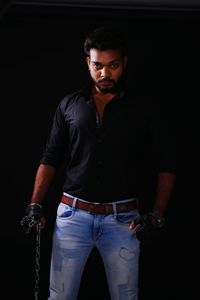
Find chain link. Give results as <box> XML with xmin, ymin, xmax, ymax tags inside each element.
<box><xmin>34</xmin><ymin>223</ymin><xmax>41</xmax><ymax>300</ymax></box>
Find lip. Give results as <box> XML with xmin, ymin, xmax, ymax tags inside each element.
<box><xmin>99</xmin><ymin>80</ymin><xmax>113</xmax><ymax>86</ymax></box>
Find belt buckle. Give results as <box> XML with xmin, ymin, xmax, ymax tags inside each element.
<box><xmin>87</xmin><ymin>203</ymin><xmax>95</xmax><ymax>214</ymax></box>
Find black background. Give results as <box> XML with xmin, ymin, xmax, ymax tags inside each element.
<box><xmin>0</xmin><ymin>2</ymin><xmax>200</xmax><ymax>300</ymax></box>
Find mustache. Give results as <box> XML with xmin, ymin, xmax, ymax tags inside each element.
<box><xmin>97</xmin><ymin>78</ymin><xmax>115</xmax><ymax>83</ymax></box>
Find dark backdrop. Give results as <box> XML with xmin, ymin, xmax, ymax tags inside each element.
<box><xmin>0</xmin><ymin>2</ymin><xmax>200</xmax><ymax>300</ymax></box>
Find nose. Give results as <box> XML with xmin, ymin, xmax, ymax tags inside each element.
<box><xmin>101</xmin><ymin>66</ymin><xmax>111</xmax><ymax>78</ymax></box>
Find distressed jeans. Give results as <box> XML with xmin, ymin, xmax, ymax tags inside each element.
<box><xmin>48</xmin><ymin>198</ymin><xmax>140</xmax><ymax>300</ymax></box>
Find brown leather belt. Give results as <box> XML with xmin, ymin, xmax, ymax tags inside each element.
<box><xmin>61</xmin><ymin>195</ymin><xmax>138</xmax><ymax>214</ymax></box>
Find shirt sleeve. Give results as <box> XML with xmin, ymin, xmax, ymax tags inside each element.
<box><xmin>40</xmin><ymin>101</ymin><xmax>69</xmax><ymax>168</ymax></box>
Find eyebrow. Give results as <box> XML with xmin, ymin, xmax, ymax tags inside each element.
<box><xmin>91</xmin><ymin>58</ymin><xmax>120</xmax><ymax>65</ymax></box>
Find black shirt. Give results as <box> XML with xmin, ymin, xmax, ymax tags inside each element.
<box><xmin>40</xmin><ymin>86</ymin><xmax>175</xmax><ymax>202</ymax></box>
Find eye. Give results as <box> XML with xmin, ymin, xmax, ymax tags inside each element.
<box><xmin>109</xmin><ymin>62</ymin><xmax>119</xmax><ymax>70</ymax></box>
<box><xmin>92</xmin><ymin>62</ymin><xmax>103</xmax><ymax>70</ymax></box>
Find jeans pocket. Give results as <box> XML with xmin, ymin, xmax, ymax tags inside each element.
<box><xmin>57</xmin><ymin>202</ymin><xmax>74</xmax><ymax>219</ymax></box>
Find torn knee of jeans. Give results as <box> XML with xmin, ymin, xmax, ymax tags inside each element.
<box><xmin>119</xmin><ymin>248</ymin><xmax>135</xmax><ymax>260</ymax></box>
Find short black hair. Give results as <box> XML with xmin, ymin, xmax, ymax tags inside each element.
<box><xmin>84</xmin><ymin>26</ymin><xmax>126</xmax><ymax>56</ymax></box>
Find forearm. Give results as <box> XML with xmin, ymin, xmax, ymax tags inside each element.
<box><xmin>153</xmin><ymin>173</ymin><xmax>176</xmax><ymax>215</ymax></box>
<box><xmin>31</xmin><ymin>164</ymin><xmax>56</xmax><ymax>204</ymax></box>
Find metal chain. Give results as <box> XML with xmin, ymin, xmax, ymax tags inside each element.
<box><xmin>34</xmin><ymin>223</ymin><xmax>41</xmax><ymax>300</ymax></box>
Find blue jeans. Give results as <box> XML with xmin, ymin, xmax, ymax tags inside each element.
<box><xmin>48</xmin><ymin>199</ymin><xmax>140</xmax><ymax>300</ymax></box>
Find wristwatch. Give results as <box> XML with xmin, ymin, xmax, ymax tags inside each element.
<box><xmin>149</xmin><ymin>211</ymin><xmax>165</xmax><ymax>228</ymax></box>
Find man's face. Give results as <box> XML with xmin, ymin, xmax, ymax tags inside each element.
<box><xmin>87</xmin><ymin>49</ymin><xmax>127</xmax><ymax>93</ymax></box>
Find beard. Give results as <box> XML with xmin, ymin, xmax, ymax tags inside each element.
<box><xmin>93</xmin><ymin>79</ymin><xmax>122</xmax><ymax>94</ymax></box>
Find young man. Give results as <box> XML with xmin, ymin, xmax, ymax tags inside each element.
<box><xmin>21</xmin><ymin>27</ymin><xmax>175</xmax><ymax>300</ymax></box>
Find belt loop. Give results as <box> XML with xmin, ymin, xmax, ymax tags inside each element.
<box><xmin>112</xmin><ymin>203</ymin><xmax>117</xmax><ymax>217</ymax></box>
<box><xmin>72</xmin><ymin>197</ymin><xmax>78</xmax><ymax>211</ymax></box>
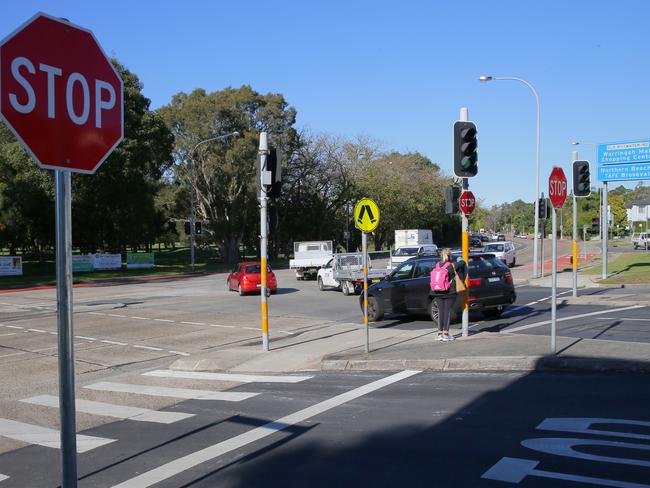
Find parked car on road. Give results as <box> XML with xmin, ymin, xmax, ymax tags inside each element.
<box><xmin>359</xmin><ymin>253</ymin><xmax>517</xmax><ymax>323</ymax></box>
<box><xmin>483</xmin><ymin>241</ymin><xmax>517</xmax><ymax>266</ymax></box>
<box><xmin>226</xmin><ymin>262</ymin><xmax>278</xmax><ymax>296</ymax></box>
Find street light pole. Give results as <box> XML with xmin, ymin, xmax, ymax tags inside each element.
<box><xmin>187</xmin><ymin>131</ymin><xmax>239</xmax><ymax>272</ymax></box>
<box><xmin>479</xmin><ymin>76</ymin><xmax>541</xmax><ymax>278</ymax></box>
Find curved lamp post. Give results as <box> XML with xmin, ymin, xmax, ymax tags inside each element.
<box><xmin>479</xmin><ymin>76</ymin><xmax>543</xmax><ymax>278</ymax></box>
<box><xmin>187</xmin><ymin>131</ymin><xmax>239</xmax><ymax>271</ymax></box>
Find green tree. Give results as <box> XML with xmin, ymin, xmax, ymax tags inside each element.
<box><xmin>159</xmin><ymin>86</ymin><xmax>296</xmax><ymax>262</ymax></box>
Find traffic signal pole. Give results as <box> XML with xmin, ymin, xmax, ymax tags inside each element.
<box><xmin>259</xmin><ymin>132</ymin><xmax>271</xmax><ymax>351</ymax></box>
<box><xmin>459</xmin><ymin>107</ymin><xmax>469</xmax><ymax>337</ymax></box>
<box><xmin>571</xmin><ymin>151</ymin><xmax>578</xmax><ymax>298</ymax></box>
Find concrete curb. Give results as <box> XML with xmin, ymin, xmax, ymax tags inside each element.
<box><xmin>321</xmin><ymin>356</ymin><xmax>650</xmax><ymax>374</ymax></box>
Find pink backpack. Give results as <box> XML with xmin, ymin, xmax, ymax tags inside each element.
<box><xmin>431</xmin><ymin>261</ymin><xmax>451</xmax><ymax>291</ymax></box>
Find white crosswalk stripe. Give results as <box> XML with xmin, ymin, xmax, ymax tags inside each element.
<box><xmin>0</xmin><ymin>418</ymin><xmax>115</xmax><ymax>453</ymax></box>
<box><xmin>84</xmin><ymin>381</ymin><xmax>259</xmax><ymax>402</ymax></box>
<box><xmin>142</xmin><ymin>369</ymin><xmax>313</xmax><ymax>383</ymax></box>
<box><xmin>21</xmin><ymin>395</ymin><xmax>194</xmax><ymax>424</ymax></box>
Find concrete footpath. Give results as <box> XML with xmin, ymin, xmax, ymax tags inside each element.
<box><xmin>171</xmin><ymin>288</ymin><xmax>650</xmax><ymax>373</ymax></box>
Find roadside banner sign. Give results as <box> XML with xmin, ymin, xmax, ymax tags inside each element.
<box><xmin>0</xmin><ymin>256</ymin><xmax>23</xmax><ymax>276</ymax></box>
<box><xmin>126</xmin><ymin>252</ymin><xmax>155</xmax><ymax>269</ymax></box>
<box><xmin>548</xmin><ymin>166</ymin><xmax>567</xmax><ymax>208</ymax></box>
<box><xmin>354</xmin><ymin>198</ymin><xmax>379</xmax><ymax>232</ymax></box>
<box><xmin>598</xmin><ymin>139</ymin><xmax>650</xmax><ymax>181</ymax></box>
<box><xmin>458</xmin><ymin>190</ymin><xmax>476</xmax><ymax>215</ymax></box>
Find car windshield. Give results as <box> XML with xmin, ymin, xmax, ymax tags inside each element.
<box><xmin>469</xmin><ymin>256</ymin><xmax>507</xmax><ymax>276</ymax></box>
<box><xmin>245</xmin><ymin>264</ymin><xmax>271</xmax><ymax>274</ymax></box>
<box><xmin>393</xmin><ymin>247</ymin><xmax>418</xmax><ymax>256</ymax></box>
<box><xmin>484</xmin><ymin>244</ymin><xmax>503</xmax><ymax>252</ymax></box>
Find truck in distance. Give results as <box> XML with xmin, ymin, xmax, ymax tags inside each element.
<box><xmin>289</xmin><ymin>241</ymin><xmax>334</xmax><ymax>280</ymax></box>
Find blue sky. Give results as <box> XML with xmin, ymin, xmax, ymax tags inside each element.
<box><xmin>0</xmin><ymin>0</ymin><xmax>650</xmax><ymax>205</ymax></box>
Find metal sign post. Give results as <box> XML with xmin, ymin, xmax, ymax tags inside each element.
<box><xmin>54</xmin><ymin>170</ymin><xmax>77</xmax><ymax>488</ymax></box>
<box><xmin>354</xmin><ymin>198</ymin><xmax>379</xmax><ymax>353</ymax></box>
<box><xmin>361</xmin><ymin>232</ymin><xmax>370</xmax><ymax>353</ymax></box>
<box><xmin>551</xmin><ymin>208</ymin><xmax>557</xmax><ymax>354</ymax></box>
<box><xmin>259</xmin><ymin>132</ymin><xmax>271</xmax><ymax>351</ymax></box>
<box><xmin>571</xmin><ymin>151</ymin><xmax>578</xmax><ymax>298</ymax></box>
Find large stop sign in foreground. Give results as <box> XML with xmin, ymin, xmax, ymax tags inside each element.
<box><xmin>548</xmin><ymin>166</ymin><xmax>567</xmax><ymax>208</ymax></box>
<box><xmin>0</xmin><ymin>13</ymin><xmax>124</xmax><ymax>173</ymax></box>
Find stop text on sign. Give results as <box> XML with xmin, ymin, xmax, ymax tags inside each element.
<box><xmin>8</xmin><ymin>56</ymin><xmax>117</xmax><ymax>129</ymax></box>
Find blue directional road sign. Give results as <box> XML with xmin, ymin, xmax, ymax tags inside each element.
<box><xmin>598</xmin><ymin>139</ymin><xmax>650</xmax><ymax>181</ymax></box>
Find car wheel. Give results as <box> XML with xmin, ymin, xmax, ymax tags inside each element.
<box><xmin>429</xmin><ymin>300</ymin><xmax>438</xmax><ymax>327</ymax></box>
<box><xmin>483</xmin><ymin>306</ymin><xmax>506</xmax><ymax>319</ymax></box>
<box><xmin>368</xmin><ymin>297</ymin><xmax>384</xmax><ymax>322</ymax></box>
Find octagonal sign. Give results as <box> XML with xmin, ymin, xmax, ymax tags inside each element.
<box><xmin>0</xmin><ymin>13</ymin><xmax>124</xmax><ymax>173</ymax></box>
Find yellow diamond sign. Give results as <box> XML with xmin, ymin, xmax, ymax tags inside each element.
<box><xmin>354</xmin><ymin>198</ymin><xmax>379</xmax><ymax>232</ymax></box>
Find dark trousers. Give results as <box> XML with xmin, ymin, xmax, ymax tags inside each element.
<box><xmin>434</xmin><ymin>293</ymin><xmax>456</xmax><ymax>332</ymax></box>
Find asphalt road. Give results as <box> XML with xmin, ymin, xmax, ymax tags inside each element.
<box><xmin>0</xmin><ymin>372</ymin><xmax>650</xmax><ymax>488</ymax></box>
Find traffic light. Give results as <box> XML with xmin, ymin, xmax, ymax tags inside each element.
<box><xmin>257</xmin><ymin>147</ymin><xmax>282</xmax><ymax>198</ymax></box>
<box><xmin>573</xmin><ymin>161</ymin><xmax>591</xmax><ymax>197</ymax></box>
<box><xmin>445</xmin><ymin>186</ymin><xmax>461</xmax><ymax>214</ymax></box>
<box><xmin>454</xmin><ymin>121</ymin><xmax>478</xmax><ymax>178</ymax></box>
<box><xmin>537</xmin><ymin>198</ymin><xmax>548</xmax><ymax>220</ymax></box>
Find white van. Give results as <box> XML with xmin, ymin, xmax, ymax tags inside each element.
<box><xmin>483</xmin><ymin>241</ymin><xmax>517</xmax><ymax>267</ymax></box>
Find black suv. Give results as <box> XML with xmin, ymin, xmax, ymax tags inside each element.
<box><xmin>360</xmin><ymin>253</ymin><xmax>517</xmax><ymax>323</ymax></box>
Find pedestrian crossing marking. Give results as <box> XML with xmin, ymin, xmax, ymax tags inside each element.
<box><xmin>21</xmin><ymin>395</ymin><xmax>194</xmax><ymax>424</ymax></box>
<box><xmin>84</xmin><ymin>381</ymin><xmax>259</xmax><ymax>402</ymax></box>
<box><xmin>0</xmin><ymin>418</ymin><xmax>116</xmax><ymax>453</ymax></box>
<box><xmin>142</xmin><ymin>369</ymin><xmax>313</xmax><ymax>383</ymax></box>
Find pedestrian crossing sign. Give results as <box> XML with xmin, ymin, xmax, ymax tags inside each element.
<box><xmin>354</xmin><ymin>198</ymin><xmax>379</xmax><ymax>232</ymax></box>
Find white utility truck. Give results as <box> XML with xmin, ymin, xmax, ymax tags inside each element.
<box><xmin>289</xmin><ymin>241</ymin><xmax>334</xmax><ymax>280</ymax></box>
<box><xmin>318</xmin><ymin>251</ymin><xmax>389</xmax><ymax>295</ymax></box>
<box><xmin>388</xmin><ymin>229</ymin><xmax>438</xmax><ymax>269</ymax></box>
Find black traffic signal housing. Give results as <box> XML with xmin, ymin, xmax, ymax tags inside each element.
<box><xmin>454</xmin><ymin>120</ymin><xmax>478</xmax><ymax>178</ymax></box>
<box><xmin>573</xmin><ymin>161</ymin><xmax>591</xmax><ymax>197</ymax></box>
<box><xmin>537</xmin><ymin>198</ymin><xmax>549</xmax><ymax>220</ymax></box>
<box><xmin>445</xmin><ymin>186</ymin><xmax>462</xmax><ymax>214</ymax></box>
<box><xmin>257</xmin><ymin>147</ymin><xmax>282</xmax><ymax>198</ymax></box>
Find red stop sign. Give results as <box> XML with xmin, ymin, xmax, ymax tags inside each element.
<box><xmin>548</xmin><ymin>166</ymin><xmax>567</xmax><ymax>208</ymax></box>
<box><xmin>0</xmin><ymin>13</ymin><xmax>124</xmax><ymax>173</ymax></box>
<box><xmin>459</xmin><ymin>190</ymin><xmax>476</xmax><ymax>215</ymax></box>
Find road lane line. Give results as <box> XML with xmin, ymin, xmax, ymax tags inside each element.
<box><xmin>167</xmin><ymin>351</ymin><xmax>190</xmax><ymax>356</ymax></box>
<box><xmin>142</xmin><ymin>369</ymin><xmax>313</xmax><ymax>383</ymax></box>
<box><xmin>0</xmin><ymin>419</ymin><xmax>116</xmax><ymax>453</ymax></box>
<box><xmin>133</xmin><ymin>345</ymin><xmax>164</xmax><ymax>351</ymax></box>
<box><xmin>20</xmin><ymin>395</ymin><xmax>194</xmax><ymax>424</ymax></box>
<box><xmin>113</xmin><ymin>370</ymin><xmax>419</xmax><ymax>488</ymax></box>
<box><xmin>100</xmin><ymin>340</ymin><xmax>129</xmax><ymax>346</ymax></box>
<box><xmin>598</xmin><ymin>317</ymin><xmax>650</xmax><ymax>322</ymax></box>
<box><xmin>501</xmin><ymin>305</ymin><xmax>643</xmax><ymax>334</ymax></box>
<box><xmin>84</xmin><ymin>381</ymin><xmax>259</xmax><ymax>402</ymax></box>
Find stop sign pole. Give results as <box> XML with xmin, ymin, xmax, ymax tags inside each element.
<box><xmin>548</xmin><ymin>166</ymin><xmax>567</xmax><ymax>354</ymax></box>
<box><xmin>0</xmin><ymin>13</ymin><xmax>124</xmax><ymax>488</ymax></box>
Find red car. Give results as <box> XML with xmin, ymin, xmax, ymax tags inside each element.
<box><xmin>226</xmin><ymin>262</ymin><xmax>278</xmax><ymax>295</ymax></box>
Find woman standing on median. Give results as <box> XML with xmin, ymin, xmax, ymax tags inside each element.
<box><xmin>431</xmin><ymin>248</ymin><xmax>465</xmax><ymax>342</ymax></box>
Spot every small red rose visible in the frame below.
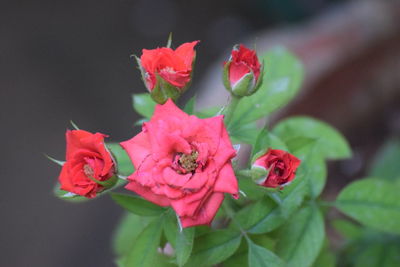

Work instructions
Gather every line from the items above that contains the word "traffic", and copy each one unchanged.

Solution to the problem
Find traffic signal pole. Give results as <box> XML with xmin, ymin, xmax, ymax tags inside each element.
Find traffic light. Give results as <box> XML with xmin, ymin, xmax, ymax tags inside each element.
Find black traffic signal housing. Give results as <box> XML with xmin, ymin, xmax, ymax tags inside each element.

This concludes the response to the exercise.